THE TASK:
Up to and including the line with "positive clicks: (357, 105)", repeat every line of the listing exactly, beginning at the first.
═══ INFORMATION SUPPLIED
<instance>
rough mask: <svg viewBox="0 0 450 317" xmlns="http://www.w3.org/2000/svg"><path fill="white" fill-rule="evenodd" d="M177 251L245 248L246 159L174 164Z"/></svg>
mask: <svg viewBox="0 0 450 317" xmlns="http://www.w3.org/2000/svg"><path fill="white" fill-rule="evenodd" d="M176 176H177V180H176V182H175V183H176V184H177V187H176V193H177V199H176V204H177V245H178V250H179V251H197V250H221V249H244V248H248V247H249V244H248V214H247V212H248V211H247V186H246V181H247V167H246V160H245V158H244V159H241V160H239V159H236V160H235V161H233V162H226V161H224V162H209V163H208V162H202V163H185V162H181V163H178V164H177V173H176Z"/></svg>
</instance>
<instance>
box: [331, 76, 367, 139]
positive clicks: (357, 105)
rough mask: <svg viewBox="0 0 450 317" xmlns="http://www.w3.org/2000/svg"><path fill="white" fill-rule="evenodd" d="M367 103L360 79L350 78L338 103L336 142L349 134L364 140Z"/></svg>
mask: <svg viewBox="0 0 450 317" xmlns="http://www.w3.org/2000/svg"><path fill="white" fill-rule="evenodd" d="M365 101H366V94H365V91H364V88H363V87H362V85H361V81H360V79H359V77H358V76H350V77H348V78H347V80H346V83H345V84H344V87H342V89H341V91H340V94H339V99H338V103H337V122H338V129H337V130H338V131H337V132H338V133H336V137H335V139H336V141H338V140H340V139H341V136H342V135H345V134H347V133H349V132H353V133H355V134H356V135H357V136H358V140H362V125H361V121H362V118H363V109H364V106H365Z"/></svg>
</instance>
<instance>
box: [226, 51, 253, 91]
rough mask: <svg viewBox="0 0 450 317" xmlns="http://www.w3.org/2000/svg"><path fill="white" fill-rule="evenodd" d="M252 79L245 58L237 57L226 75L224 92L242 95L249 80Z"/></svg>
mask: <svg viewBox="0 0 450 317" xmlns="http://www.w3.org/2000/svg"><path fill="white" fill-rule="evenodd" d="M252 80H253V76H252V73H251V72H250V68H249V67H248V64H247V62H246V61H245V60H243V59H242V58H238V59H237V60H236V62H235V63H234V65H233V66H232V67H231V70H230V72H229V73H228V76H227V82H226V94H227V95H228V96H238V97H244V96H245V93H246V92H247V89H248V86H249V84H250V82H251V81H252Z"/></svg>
══════
RESPONSE:
<instance>
rough mask: <svg viewBox="0 0 450 317" xmlns="http://www.w3.org/2000/svg"><path fill="white" fill-rule="evenodd" d="M177 251L245 248L246 159L174 164Z"/></svg>
mask: <svg viewBox="0 0 450 317" xmlns="http://www.w3.org/2000/svg"><path fill="white" fill-rule="evenodd" d="M176 176H177V180H176V182H175V183H176V184H177V187H176V193H177V199H176V204H177V245H178V250H179V251H197V250H221V249H244V248H248V247H249V244H248V214H247V212H248V211H247V186H246V181H247V167H246V160H245V158H244V159H241V160H239V159H236V160H235V161H233V162H226V161H224V162H209V163H208V162H202V163H185V162H181V163H178V164H177V173H176Z"/></svg>
</instance>
<instance>
box: [331, 76, 367, 139]
positive clicks: (357, 105)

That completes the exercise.